> To do: Write the next part of the DDPG class documentation, picking up right after its last line.

DDPG

genrl.agents.deep.ddpg.ddpg module

class genrl.agents.deep.ddpg.ddpg.DDPG(*args, noise: genrl.core.noise.ActionNoise = None, noise_std: float = 0.2, **kwargs)[source]

Bases: genrl.agents.deep.base.offpolicy.OffPolicyAgentAC

Deep Deterministic Policy Gradient Algorithm

Paper: https://arxiv.org/abs/1509.02971

network

The network type of the Q-value function. Supported types: [“cnn”, “mlp”]

Type:str
env

The environment that the agent is supposed to act on

Type:Environment
create_model

Whether the model of the algo should be created when initialised

Type:bool
batch_size

Mini batch size for loading experiences

Type:int
gamma

The discount factor for rewards

Type:float
layers

Layers in the Neural Network of the Q-value function

Type:tuple of int
lr_policy

Learning rate for the policy/actor

Type:float
lr_value

Learning rate for the critic

Type:float
replay_size

Capacity of the Replay Buffer

Type:int
buffer_type

Choose the type of Buffer: [“push”, “prioritized”]

Type:str
polyak

Target model update parameter (1 for hard update)

> Material provided:
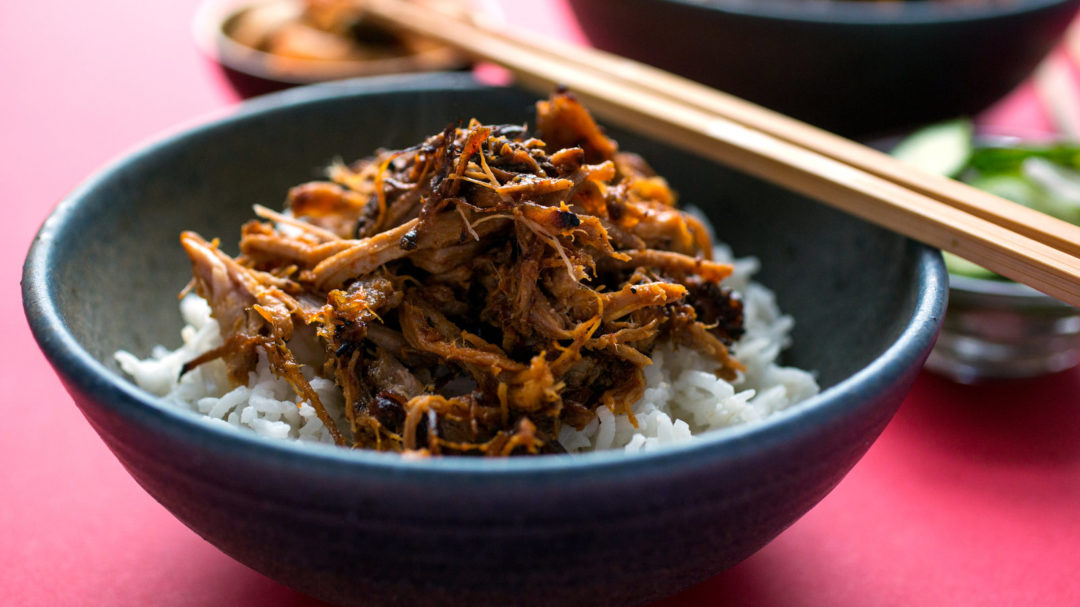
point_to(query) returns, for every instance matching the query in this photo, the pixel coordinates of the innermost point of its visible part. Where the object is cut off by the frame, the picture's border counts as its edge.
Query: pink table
(971, 496)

> The response:
Type:float
noise

Action Noise function added to aid in exploration

Type:ActionNoise
noise_std

Standard deviation of the action noise distribution

Type:float
seed

Seed for randomness

Type:int
render

Should the env be rendered during training?

Type:bool
device

Hardware being used for training. Options: [“cuda” -> GPU, “cpu” -> CPU]

Type:str
empty_logs()[source]

Empties logs

get_hyperparams() → Dict[str, Any][source]

Get relevant hyperparameters to save

Returns:Hyperparameters to be saved
Return type:hyperparams (dict)
get_logging_params() → Dict[str, Any][source]

Gets relevant parameters for logging

Returns:Logging parameters for monitoring training
Return type:logs (dict)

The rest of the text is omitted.